● Problem requirements
Repeat the material below word for word, leaving out the pictures.

● Stored data
☆ ☆ ☆ ☆
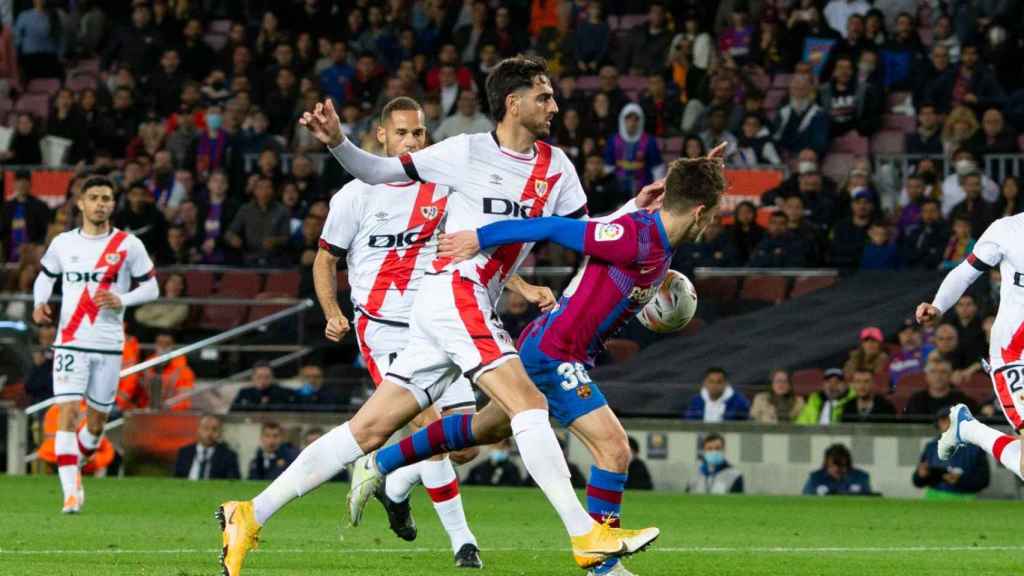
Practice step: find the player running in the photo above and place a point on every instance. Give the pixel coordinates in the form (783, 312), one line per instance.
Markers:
(998, 246)
(97, 264)
(454, 330)
(385, 233)
(626, 261)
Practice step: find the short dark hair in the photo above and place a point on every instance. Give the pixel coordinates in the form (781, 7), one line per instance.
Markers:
(693, 181)
(398, 105)
(509, 76)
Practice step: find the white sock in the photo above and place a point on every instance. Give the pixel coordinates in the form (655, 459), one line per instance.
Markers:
(66, 448)
(442, 486)
(546, 463)
(321, 461)
(400, 483)
(1003, 447)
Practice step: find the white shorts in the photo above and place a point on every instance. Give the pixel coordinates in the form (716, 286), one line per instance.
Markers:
(454, 332)
(91, 375)
(380, 343)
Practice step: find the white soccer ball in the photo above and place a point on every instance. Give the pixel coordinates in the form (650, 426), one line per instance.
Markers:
(673, 306)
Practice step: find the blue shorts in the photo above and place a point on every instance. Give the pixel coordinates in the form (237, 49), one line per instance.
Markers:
(566, 384)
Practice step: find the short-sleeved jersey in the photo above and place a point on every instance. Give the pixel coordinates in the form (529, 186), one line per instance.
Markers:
(626, 261)
(388, 232)
(86, 264)
(1001, 245)
(491, 183)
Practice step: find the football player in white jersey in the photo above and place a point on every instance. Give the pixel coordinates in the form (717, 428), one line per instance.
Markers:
(454, 329)
(1000, 246)
(385, 234)
(97, 264)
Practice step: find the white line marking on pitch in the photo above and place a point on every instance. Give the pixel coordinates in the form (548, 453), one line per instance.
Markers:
(691, 549)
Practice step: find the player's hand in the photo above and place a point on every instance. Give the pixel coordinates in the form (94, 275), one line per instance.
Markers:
(459, 246)
(336, 329)
(650, 196)
(324, 123)
(927, 314)
(42, 315)
(107, 300)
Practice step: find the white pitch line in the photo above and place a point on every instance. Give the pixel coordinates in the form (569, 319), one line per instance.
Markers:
(682, 550)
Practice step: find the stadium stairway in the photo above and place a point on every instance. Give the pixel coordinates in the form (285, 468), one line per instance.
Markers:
(813, 329)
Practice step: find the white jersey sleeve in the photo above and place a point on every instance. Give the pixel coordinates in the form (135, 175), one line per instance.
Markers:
(342, 219)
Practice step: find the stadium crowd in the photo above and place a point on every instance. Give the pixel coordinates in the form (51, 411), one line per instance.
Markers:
(192, 107)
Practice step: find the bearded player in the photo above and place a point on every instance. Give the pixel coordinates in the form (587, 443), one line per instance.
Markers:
(96, 264)
(385, 233)
(454, 332)
(626, 261)
(1000, 246)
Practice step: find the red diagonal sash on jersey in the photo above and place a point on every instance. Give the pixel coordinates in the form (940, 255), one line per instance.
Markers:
(112, 259)
(538, 189)
(397, 269)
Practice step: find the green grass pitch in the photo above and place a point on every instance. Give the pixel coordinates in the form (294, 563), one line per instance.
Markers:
(166, 527)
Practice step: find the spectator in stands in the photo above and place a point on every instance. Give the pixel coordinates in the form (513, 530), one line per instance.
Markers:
(960, 477)
(961, 243)
(911, 356)
(939, 395)
(273, 455)
(880, 251)
(801, 122)
(260, 228)
(648, 43)
(140, 216)
(755, 147)
(837, 476)
(866, 406)
(638, 477)
(717, 401)
(162, 314)
(780, 248)
(208, 458)
(498, 469)
(263, 395)
(779, 403)
(928, 136)
(825, 406)
(716, 475)
(466, 120)
(633, 154)
(24, 218)
(925, 244)
(850, 235)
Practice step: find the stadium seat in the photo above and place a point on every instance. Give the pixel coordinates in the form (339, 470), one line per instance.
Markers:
(807, 380)
(764, 289)
(283, 282)
(804, 286)
(888, 141)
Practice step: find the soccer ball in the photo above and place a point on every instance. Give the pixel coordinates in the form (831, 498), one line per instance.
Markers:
(673, 306)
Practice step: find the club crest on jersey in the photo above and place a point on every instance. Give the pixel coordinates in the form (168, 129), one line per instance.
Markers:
(608, 232)
(429, 212)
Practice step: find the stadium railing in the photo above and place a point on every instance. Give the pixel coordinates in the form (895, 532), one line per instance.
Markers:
(17, 420)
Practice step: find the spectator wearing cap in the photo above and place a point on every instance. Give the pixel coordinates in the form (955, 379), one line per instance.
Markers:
(866, 406)
(825, 406)
(912, 353)
(850, 235)
(24, 218)
(715, 475)
(962, 476)
(838, 477)
(939, 395)
(717, 401)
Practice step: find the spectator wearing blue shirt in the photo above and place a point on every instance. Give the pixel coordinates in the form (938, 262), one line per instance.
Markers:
(962, 477)
(838, 477)
(717, 401)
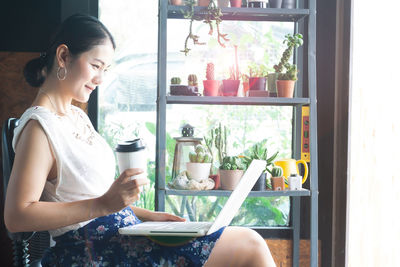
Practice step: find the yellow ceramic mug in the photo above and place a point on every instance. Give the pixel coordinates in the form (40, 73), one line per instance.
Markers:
(290, 166)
☆ ☆ ☆ ☆
● Expected answer
Practice step: find the player running in the photo above and place a point on every instance. Give the pixel coordinates in the form (783, 312), one line per instance.
Markers:
(998, 246)
(97, 264)
(454, 330)
(385, 233)
(626, 261)
Practice step: find the short dark hair in the photo above and place a point on every instance. Give the pixel coordinates in the form (781, 7), one line per instance.
Markers:
(693, 181)
(398, 105)
(509, 76)
Practice step: find the white sock in the photo above and place a point on every instance. Give the pixel coordinates in the form (655, 459), one line per instance.
Markers:
(66, 448)
(442, 486)
(546, 463)
(321, 461)
(400, 483)
(1003, 447)
Practice step: find the white shorts in the photo above and place a point on every instance. Give the pixel coordinates in the form (716, 286), one line per instance.
Markers:
(454, 332)
(91, 375)
(380, 343)
Practice step: find the white soccer ball in the photo above and place a point on every instance. Give the pixel coordinates in the form (650, 426), one line per instance.
Markers:
(673, 306)
Practice step: find the blue shorts in the photo above and place a point on every instance. Give the pixel coordinates in the form (237, 49), one line per instance.
Markers:
(566, 384)
Practice step: find the short-sleeved jersey in the photo above and place a point on every instance. Give the pixel coordinates in the form (529, 186), one line per instance.
Markers:
(626, 261)
(388, 232)
(86, 264)
(1001, 245)
(491, 183)
Practice step: find the football player in white jersey in the photo above and place a point on every instance. Give the pixel coordinates in the form (717, 428), one line per instance.
Markers:
(454, 329)
(1000, 246)
(385, 234)
(97, 264)
Practice step: find the white line marking on pitch in the photo above and place a point on every instance. Give the pixel coordinates in the form (548, 453), one line per instance.
Markers:
(691, 549)
Practice step: find the player's hand in the photo above and place a point on every instance. Give the pixel coordinates in the form (94, 275), one line per instance.
Markers:
(459, 246)
(336, 329)
(650, 196)
(324, 123)
(927, 314)
(42, 315)
(107, 300)
Practice step: find the white pitch line in the photo above and place a point on every instance. Give the pixel coordinates in the form (569, 319), one line per instance.
Markers:
(682, 550)
Practice step: find the stadium stairway in the photo above and place a point on every instance. Give the pixel coordinates in the form (285, 468), one line per instance.
Markers:
(813, 329)
Practice step: find the white jersey sleeve in the photo above and place a point on every instance. Give the pixel coordinates in the form (135, 175), one line per instance.
Markers:
(342, 219)
Practice step: find the stadium crowd in the photo above and place a point on every instance. Give the pixel coordinates in the form (51, 411), one line per instance.
Markers:
(192, 107)
Practice step: find the bearded player in the photo above and place a point on every instance. Give the pixel coordinates in the form (587, 443), one line per instance.
Markers:
(96, 264)
(385, 233)
(454, 332)
(626, 261)
(1000, 246)
Practice step: find the red diagonal sash on jersey in the photo above and place a point on every instance. Give the pixel coordinates in the form (940, 255), one line per instance.
Markers:
(112, 259)
(538, 189)
(397, 269)
Practice step: find the green grass pitch in the photo above and place a point on every instance. Give the pixel coordinates in the form (294, 563), one line per instance.
Markers:
(166, 527)
Practice step: find the spectator in stands in the photo above and place a point on every instance. Give the pixel coordinates in the form (513, 530), one line per instance.
Markers:
(960, 477)
(961, 243)
(911, 356)
(939, 395)
(273, 455)
(880, 251)
(801, 122)
(260, 228)
(648, 43)
(140, 216)
(755, 147)
(837, 476)
(866, 406)
(638, 477)
(717, 401)
(162, 314)
(780, 248)
(208, 458)
(498, 469)
(263, 395)
(779, 403)
(928, 136)
(825, 406)
(716, 475)
(466, 120)
(633, 154)
(24, 218)
(925, 244)
(850, 235)
Practice step: find the stadium seat in the photo above and place a point on every instance. Give the pixel coordinates in the form (339, 470), one line per instance.
Markers:
(807, 380)
(764, 289)
(283, 282)
(804, 286)
(888, 141)
Practice step: find the soccer ball in the photo above and place a point on every instance. Give the pixel coordinates in the form (831, 498), one line per instance.
Markers:
(673, 306)
Practice step: find the club crest on jersey in the photo above and place a point on every instance. Give the pixel coordinates in the form (168, 129), one line per instance.
Markers:
(608, 232)
(429, 212)
Practice step: find the stadium railing in the photo above and place a point on every instance. Give the pixel coordinates in the form (895, 532), one line per instance.
Markers:
(17, 420)
Practice step: find the spectator wearing cap in the photo above and place a point on every instance. Give the pixel coordinates in the form (955, 379), one line per instance.
Markers:
(866, 406)
(825, 406)
(912, 353)
(850, 235)
(24, 218)
(715, 475)
(962, 476)
(838, 477)
(939, 395)
(717, 401)
Practice step: find the spectator wearing blue shirt in the photo above and place a point on every instance. Give the pixel coordinates in the form (938, 262), one line per instance.
Markers:
(962, 477)
(838, 477)
(717, 401)
Practice step: find the yellow ceramic mug in the photo above and place a point on every instance. Give the pixel coordinates in the form (40, 73), one line per instance.
Markers:
(290, 166)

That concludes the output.